DATA SUPPLIED
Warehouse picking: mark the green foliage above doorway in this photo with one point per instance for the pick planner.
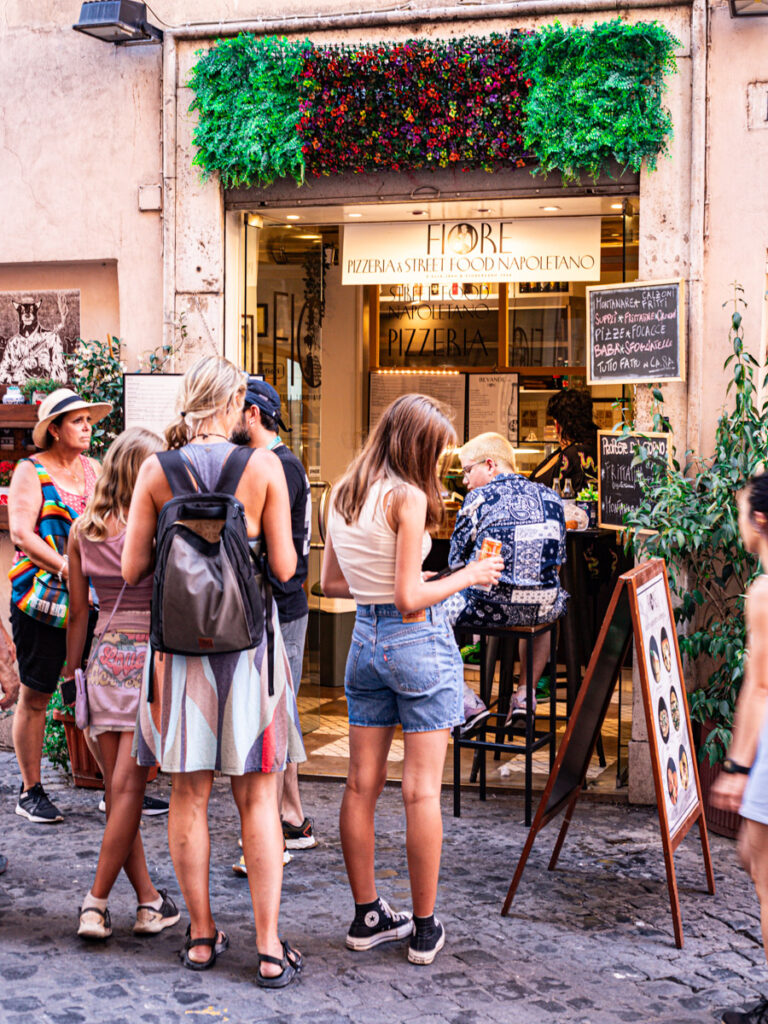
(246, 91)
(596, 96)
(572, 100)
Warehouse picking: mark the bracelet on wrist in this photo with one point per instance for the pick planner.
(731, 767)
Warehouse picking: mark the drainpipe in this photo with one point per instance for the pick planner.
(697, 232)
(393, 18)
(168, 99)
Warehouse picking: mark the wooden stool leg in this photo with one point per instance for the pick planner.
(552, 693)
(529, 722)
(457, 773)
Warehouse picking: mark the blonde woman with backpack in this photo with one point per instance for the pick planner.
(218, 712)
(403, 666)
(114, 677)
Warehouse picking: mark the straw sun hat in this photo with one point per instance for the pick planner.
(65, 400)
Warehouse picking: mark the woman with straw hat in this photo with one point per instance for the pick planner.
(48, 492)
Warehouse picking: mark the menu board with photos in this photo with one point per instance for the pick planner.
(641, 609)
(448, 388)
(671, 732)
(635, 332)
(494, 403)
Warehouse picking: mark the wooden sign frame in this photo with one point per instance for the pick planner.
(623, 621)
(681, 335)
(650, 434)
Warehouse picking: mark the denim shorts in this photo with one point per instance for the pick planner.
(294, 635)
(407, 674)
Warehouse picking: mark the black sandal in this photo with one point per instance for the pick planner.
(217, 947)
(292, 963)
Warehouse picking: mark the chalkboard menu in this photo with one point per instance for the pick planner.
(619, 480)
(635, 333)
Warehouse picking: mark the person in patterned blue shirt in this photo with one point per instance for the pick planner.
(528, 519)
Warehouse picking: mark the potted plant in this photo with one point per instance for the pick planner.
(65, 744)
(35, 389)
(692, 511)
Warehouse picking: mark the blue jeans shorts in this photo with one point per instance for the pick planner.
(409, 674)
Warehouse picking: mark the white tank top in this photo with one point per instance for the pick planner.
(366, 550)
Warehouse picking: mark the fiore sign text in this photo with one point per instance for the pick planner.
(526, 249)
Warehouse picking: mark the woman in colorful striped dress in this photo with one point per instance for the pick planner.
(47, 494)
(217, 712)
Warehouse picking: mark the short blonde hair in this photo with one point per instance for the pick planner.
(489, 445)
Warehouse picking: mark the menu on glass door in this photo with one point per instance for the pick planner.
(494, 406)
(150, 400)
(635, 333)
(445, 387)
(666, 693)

WORK TO COMPLETE
Retype all entries exactly as they appear, dropping the images.

OUTPUT BELOW
Warehouse picking: mark the green foliage above doorway in this photo with one point per instance for the pick planner.
(246, 91)
(596, 96)
(572, 100)
Warehouse picking: mark the bracelet on wrist in this photo with one point per instance for the pick planner.
(731, 767)
Warehouse picking: mark the drainpipe in this photo with one point per instance for the pick planner.
(697, 232)
(393, 18)
(168, 99)
Warehouse picking: mark the wooden stool leg in this photo with one point per instance for the pick planner.
(552, 693)
(529, 722)
(457, 773)
Warehouse picking: mark the blonde woman with backpack in this photo with one point per instance for the pick planner.
(218, 712)
(403, 666)
(114, 677)
Warehouse picking: mark the straw sun hat in this photo with one point per instance for the pick planner.
(65, 400)
Warehouse picking: mark the woman with straw hat in this photo with one point per instance for the pick planner.
(48, 492)
Warehouse picking: mark the menu board with photos in this photo with one point per instance for the pick planner.
(641, 609)
(448, 388)
(671, 732)
(635, 332)
(494, 403)
Warehouse picking: mark the wooden sign frame in this photo with one point per instance for the pick planner.
(623, 621)
(681, 335)
(650, 434)
Warehouse picking: mark the denim shorts in this photo with one point per instance for the pick planner.
(294, 635)
(407, 674)
Warehouse picking: mark the black sandal in this photo with one point per instance for the pick planner.
(217, 947)
(292, 963)
Warehouse picking: mark the chalkboard menu in this photo with one point per instance for the pick planner.
(619, 480)
(635, 333)
Warehouse picking: mark the person in patterned blue shirt in this photo with one point per instance for the pick planner.
(528, 519)
Warehouse picking: mark the potted plant in this photo with one point per instance for the pick planner.
(65, 744)
(35, 389)
(692, 511)
Warehouse picking: mark the blue jeans shorts in this photo with one point per instance for the pick planner.
(409, 674)
Warehouse picking: mark the white tank top in this photo with one point per instance for the pick planner.
(366, 550)
Warehouse picking: mark the fiore sign text in this photo with one point per instance for the pick planner.
(526, 249)
Warehouse picking: mark the woman in colorful striped dress in this photo with one point per instance for the pick planner.
(47, 494)
(217, 712)
Warehouse picking: mark the short blonde hair in this photo with one point per instance for the pick planner.
(489, 445)
Warehouse picking: mark the menu on glass door in this photo with one point per instance for the pick planner.
(494, 406)
(150, 400)
(635, 333)
(445, 387)
(666, 693)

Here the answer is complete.